* Excerpted text
On the module cluster level, we have a mechanical gravitation/
tidal/resonance problem. If we assume the computational nodes to
be mounted on a stiff truss structure, sooner or later tidal
forces, own gravity, and vibration resonance (a problem already
plaguing today's satellite photovoltaics arrays).

So sooner, or later, we must resort to freely orbiting computational
nodes. If we consider them to be orbiting around their own center of
gravity, orbit perturbations both require the need for active position
control, and limit the maximal module/space voxel. Since their
relative velocities might be considerable, collisions may trigger
release of debris, the so-called fragmentation catastrophe. The need
for active position control requires reactive mass, which must be
sometimes replenished. If solar sails are utilized, this will
dilute the circuitry even further. All in all, a nontrivial
multidimensional optimization problem, as the optimal grain
size of each hierarchy must be chosen.

* Items

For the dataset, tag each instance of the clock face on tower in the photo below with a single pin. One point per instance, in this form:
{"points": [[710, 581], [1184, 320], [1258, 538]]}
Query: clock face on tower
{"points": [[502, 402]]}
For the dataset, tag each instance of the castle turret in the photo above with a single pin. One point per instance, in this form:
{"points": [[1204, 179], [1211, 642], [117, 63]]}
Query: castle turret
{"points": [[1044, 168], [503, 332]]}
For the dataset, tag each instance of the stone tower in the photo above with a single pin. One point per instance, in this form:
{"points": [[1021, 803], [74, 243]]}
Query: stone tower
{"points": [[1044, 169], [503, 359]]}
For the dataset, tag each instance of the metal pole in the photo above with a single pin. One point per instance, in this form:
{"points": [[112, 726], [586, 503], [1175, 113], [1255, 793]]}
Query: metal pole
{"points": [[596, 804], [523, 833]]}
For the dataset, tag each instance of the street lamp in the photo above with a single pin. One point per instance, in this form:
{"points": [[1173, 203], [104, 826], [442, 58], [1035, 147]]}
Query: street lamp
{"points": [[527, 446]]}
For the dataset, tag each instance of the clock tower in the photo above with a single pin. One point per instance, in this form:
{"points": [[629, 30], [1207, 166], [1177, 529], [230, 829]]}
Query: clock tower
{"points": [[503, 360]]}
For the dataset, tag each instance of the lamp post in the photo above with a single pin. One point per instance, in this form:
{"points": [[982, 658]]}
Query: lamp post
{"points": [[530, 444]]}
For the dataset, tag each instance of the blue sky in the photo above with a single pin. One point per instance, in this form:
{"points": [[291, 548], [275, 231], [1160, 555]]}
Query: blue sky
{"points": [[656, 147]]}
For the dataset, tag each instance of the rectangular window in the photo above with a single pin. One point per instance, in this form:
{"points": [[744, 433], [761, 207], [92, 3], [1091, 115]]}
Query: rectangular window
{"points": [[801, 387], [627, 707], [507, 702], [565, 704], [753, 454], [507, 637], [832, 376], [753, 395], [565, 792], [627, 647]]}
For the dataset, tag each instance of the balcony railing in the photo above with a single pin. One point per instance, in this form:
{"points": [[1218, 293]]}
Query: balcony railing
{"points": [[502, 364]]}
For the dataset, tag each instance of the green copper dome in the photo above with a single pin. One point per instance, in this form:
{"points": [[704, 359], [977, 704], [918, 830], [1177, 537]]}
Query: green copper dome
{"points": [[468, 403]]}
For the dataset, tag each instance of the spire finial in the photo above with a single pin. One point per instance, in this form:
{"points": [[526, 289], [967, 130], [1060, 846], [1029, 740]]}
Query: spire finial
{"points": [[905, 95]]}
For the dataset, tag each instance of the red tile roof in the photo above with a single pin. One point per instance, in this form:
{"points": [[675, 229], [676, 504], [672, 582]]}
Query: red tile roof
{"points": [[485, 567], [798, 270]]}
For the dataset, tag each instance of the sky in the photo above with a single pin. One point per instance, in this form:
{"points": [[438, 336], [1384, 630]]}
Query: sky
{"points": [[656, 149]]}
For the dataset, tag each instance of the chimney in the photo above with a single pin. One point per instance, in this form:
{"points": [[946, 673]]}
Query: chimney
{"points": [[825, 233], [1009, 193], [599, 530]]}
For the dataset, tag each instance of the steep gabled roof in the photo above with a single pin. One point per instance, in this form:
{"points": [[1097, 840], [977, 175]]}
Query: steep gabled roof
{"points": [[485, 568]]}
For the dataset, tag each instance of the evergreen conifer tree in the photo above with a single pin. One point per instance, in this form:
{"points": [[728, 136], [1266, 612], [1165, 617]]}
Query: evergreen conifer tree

* Your instructions
Proceed with the passage on orbiting computational nodes, writing on from its final sentence. The listing comes from a source separate from the passage on orbiting computational nodes.

* Reply to the task
Furthermore, it is instrumental to realize, that gravitation tends
to create circular, wrap-around structures. Whether nodes on a
planetary surface, nodes orbiting around their common gravity
center, or a star, the node grid is subtly distorted, with node
neighbourhood relation in constant flux. If we assume geodesic
(a quite inappropriate term for an orbiting node cluster) routing
scheme, where a data packet emerged somewhere deep within the
individual molecular circuitry piece has to worm its way towards
surface, being beamed node along node, unless finding the right
node, the right target metaCAM subcell, we must assume each node
to bear an identity which is not a function of relative position.
Instead, node IDs could be derived from a global position,
requiring beakon nodes. As node orbits are deterministic on
the short (a few revolutions) run, perhaps this information
can be used.

As mankind's machines are going to spin off into interplanetary
space, we need a GPS++, which is also handy for node ID derivation.
The natural coordinate system for the solar system seems to be
obviously a heliocentric one.

ciao,
'gene

P.S. This is a pretty old post sketch, expanded on the fly --
sorry if I rehash trivialities.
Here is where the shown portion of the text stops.